Short task: Copy out only the records from the line with "of the tree" to the line with "point(312, 185)", swapping "tree trunk" for "tree branch" and leaving everything else unchanged.
# start of Supplied records
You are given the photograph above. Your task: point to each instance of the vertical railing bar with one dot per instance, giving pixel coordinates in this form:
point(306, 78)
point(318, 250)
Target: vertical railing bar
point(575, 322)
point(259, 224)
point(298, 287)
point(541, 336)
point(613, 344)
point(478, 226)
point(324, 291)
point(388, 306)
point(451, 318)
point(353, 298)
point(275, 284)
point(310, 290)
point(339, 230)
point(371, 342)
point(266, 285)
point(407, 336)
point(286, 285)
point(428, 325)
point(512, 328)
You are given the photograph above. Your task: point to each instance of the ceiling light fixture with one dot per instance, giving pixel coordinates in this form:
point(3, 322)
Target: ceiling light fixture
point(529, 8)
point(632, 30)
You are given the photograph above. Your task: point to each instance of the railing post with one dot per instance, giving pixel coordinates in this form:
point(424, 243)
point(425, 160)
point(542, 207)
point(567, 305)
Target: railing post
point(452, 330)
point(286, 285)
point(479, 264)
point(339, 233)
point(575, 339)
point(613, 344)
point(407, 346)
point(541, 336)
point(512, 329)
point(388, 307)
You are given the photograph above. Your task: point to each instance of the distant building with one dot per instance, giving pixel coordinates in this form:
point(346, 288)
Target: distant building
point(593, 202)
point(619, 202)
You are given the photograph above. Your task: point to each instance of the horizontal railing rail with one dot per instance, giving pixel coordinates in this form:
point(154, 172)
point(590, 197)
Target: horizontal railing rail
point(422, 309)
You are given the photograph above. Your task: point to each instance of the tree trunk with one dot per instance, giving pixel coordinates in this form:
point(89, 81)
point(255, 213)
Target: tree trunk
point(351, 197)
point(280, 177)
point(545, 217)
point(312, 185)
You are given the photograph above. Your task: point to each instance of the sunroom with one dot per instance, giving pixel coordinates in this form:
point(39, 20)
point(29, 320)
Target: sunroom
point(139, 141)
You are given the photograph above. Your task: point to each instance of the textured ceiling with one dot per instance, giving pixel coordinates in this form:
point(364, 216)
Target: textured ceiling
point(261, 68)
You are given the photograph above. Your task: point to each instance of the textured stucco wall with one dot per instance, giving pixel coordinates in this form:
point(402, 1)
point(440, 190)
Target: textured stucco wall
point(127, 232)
# end of Supplied records
# start of Supplied records
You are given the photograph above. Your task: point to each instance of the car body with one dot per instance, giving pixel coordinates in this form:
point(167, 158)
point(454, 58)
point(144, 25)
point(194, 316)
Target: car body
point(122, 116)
# end of Supplied records
Result:
You are given the photograph above. Your task: point to each instance of the tree branch with one dot per instance, giving pixel coordinates in this form:
point(89, 81)
point(255, 213)
Target: tree branch
point(351, 197)
point(280, 177)
point(545, 217)
point(312, 185)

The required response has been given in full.